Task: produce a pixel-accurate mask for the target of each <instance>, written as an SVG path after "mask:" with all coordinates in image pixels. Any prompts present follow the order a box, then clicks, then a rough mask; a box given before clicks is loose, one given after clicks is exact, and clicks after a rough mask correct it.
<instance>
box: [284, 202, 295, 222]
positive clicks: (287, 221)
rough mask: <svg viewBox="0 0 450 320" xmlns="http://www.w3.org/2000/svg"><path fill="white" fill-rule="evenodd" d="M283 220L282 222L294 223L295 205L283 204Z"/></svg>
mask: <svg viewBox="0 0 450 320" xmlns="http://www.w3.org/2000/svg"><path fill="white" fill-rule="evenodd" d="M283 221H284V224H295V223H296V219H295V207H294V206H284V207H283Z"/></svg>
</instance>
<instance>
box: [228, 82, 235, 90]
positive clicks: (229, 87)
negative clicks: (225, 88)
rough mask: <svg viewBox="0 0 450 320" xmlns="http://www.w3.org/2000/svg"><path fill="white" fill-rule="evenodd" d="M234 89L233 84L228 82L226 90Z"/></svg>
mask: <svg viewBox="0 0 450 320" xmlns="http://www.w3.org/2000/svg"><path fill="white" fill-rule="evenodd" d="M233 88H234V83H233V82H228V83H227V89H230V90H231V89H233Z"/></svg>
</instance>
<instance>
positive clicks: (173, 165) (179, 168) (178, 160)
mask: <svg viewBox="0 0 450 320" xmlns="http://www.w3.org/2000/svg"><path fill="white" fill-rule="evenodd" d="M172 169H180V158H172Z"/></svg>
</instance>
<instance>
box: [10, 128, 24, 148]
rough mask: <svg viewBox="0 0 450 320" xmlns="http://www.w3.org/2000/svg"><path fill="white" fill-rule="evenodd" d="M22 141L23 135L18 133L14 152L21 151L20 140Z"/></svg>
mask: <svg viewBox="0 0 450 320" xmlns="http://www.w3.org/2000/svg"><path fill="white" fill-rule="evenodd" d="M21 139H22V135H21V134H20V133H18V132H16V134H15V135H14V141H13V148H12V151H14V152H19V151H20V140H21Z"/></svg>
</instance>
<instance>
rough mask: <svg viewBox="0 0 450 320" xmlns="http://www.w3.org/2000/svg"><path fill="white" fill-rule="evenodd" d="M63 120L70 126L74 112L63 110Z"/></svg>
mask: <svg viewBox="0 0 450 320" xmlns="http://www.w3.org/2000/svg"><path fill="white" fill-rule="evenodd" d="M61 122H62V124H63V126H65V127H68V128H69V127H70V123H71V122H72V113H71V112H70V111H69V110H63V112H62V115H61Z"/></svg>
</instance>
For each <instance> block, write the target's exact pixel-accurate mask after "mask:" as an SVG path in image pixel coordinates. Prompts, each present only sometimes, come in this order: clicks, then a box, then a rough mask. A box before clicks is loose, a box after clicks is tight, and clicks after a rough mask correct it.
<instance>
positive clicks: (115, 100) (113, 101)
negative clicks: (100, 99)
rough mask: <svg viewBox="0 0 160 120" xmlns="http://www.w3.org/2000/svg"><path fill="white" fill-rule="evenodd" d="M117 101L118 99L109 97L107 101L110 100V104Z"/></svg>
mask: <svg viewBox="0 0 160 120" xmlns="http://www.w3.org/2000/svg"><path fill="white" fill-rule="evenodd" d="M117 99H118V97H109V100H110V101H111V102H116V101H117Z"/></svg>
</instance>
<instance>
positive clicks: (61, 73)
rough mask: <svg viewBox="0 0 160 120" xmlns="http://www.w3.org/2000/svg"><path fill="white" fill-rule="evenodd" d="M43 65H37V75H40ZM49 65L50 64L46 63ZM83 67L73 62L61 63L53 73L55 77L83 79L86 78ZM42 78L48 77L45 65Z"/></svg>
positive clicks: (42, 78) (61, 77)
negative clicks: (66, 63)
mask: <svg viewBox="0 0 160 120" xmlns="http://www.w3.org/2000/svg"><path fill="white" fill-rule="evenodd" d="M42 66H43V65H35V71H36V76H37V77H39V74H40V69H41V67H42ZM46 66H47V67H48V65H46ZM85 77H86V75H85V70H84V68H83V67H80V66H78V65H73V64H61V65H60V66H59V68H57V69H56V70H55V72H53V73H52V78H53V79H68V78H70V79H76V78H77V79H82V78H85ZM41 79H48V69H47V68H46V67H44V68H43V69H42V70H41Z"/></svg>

Your assignment | Revise all of the records above so that every occurrence of "rough mask" becomes "coarse mask", and leave everything else unchanged.

Exercise result |
Task: produce a pixel-accurate mask for the target of each <instance>, written as an SVG path after "mask:" with all coordinates in image pixels. Any prompts present follow the order a box, then clicks, then a coarse mask; a box given before clicks is loose, one given after clicks is exact, and clicks after a coarse mask correct it.
<instance>
box: [284, 202, 295, 222]
positive clicks: (287, 221)
coarse mask: <svg viewBox="0 0 450 320" xmlns="http://www.w3.org/2000/svg"><path fill="white" fill-rule="evenodd" d="M283 220L282 222L294 223L295 205L283 204Z"/></svg>
mask: <svg viewBox="0 0 450 320" xmlns="http://www.w3.org/2000/svg"><path fill="white" fill-rule="evenodd" d="M283 221H284V224H295V223H296V219H295V207H294V206H284V207H283Z"/></svg>
</instance>
<instance>
box: [228, 82, 235, 90]
positive clicks: (229, 87)
negative clicks: (225, 88)
coarse mask: <svg viewBox="0 0 450 320" xmlns="http://www.w3.org/2000/svg"><path fill="white" fill-rule="evenodd" d="M234 89L233 84L228 82L226 90Z"/></svg>
mask: <svg viewBox="0 0 450 320" xmlns="http://www.w3.org/2000/svg"><path fill="white" fill-rule="evenodd" d="M233 88H234V83H233V82H228V83H227V89H230V90H231V89H233Z"/></svg>
</instance>
<instance>
positive clicks: (173, 165) (179, 168) (178, 160)
mask: <svg viewBox="0 0 450 320" xmlns="http://www.w3.org/2000/svg"><path fill="white" fill-rule="evenodd" d="M172 169H180V158H172Z"/></svg>
</instance>
<instance>
box: [10, 128, 24, 148]
coarse mask: <svg viewBox="0 0 450 320" xmlns="http://www.w3.org/2000/svg"><path fill="white" fill-rule="evenodd" d="M22 141L23 135L18 133L14 152L21 151L20 140Z"/></svg>
mask: <svg viewBox="0 0 450 320" xmlns="http://www.w3.org/2000/svg"><path fill="white" fill-rule="evenodd" d="M21 139H22V135H21V134H20V133H18V132H16V134H15V135H14V141H13V148H12V151H14V152H19V151H20V140H21Z"/></svg>
</instance>
<instance>
coarse mask: <svg viewBox="0 0 450 320" xmlns="http://www.w3.org/2000/svg"><path fill="white" fill-rule="evenodd" d="M63 120L70 126L74 112L63 110Z"/></svg>
mask: <svg viewBox="0 0 450 320" xmlns="http://www.w3.org/2000/svg"><path fill="white" fill-rule="evenodd" d="M61 122H62V124H63V126H65V127H68V128H69V127H70V123H71V122H72V113H71V112H70V111H69V110H63V112H62V115H61Z"/></svg>
</instance>
For each <instance> block, write the target's exact pixel-accurate mask after "mask:" as an SVG path in image pixel coordinates. Prompts, each present only sometimes, come in this order: clicks, then a box, then a coarse mask. A box before clicks is loose, a box after clicks is tight, and clicks after a coarse mask correct it.
<instance>
positive clicks: (115, 100) (113, 101)
negative clicks: (100, 99)
coarse mask: <svg viewBox="0 0 160 120" xmlns="http://www.w3.org/2000/svg"><path fill="white" fill-rule="evenodd" d="M117 101L118 99L109 97L107 101L110 100V104Z"/></svg>
mask: <svg viewBox="0 0 160 120" xmlns="http://www.w3.org/2000/svg"><path fill="white" fill-rule="evenodd" d="M117 99H118V97H109V100H110V101H111V102H116V101H117Z"/></svg>
</instance>
<instance>
positive clicks: (61, 73)
coarse mask: <svg viewBox="0 0 160 120" xmlns="http://www.w3.org/2000/svg"><path fill="white" fill-rule="evenodd" d="M43 65H37V75H40ZM49 65L50 64L46 63ZM83 67L73 62L61 63L53 73L55 77L83 79L86 78ZM42 78L48 77L45 65Z"/></svg>
positive clicks: (42, 78) (61, 77)
negative clicks: (66, 63)
mask: <svg viewBox="0 0 160 120" xmlns="http://www.w3.org/2000/svg"><path fill="white" fill-rule="evenodd" d="M42 66H43V65H35V71H36V76H37V77H39V74H40V69H41V67H42ZM46 66H47V67H48V65H46ZM85 77H86V75H85V70H84V68H83V67H80V66H78V65H73V64H61V65H60V66H59V68H57V69H56V70H55V72H53V73H52V78H53V79H68V78H70V79H76V78H77V79H82V78H85ZM41 79H48V69H47V68H46V67H44V68H43V69H42V70H41Z"/></svg>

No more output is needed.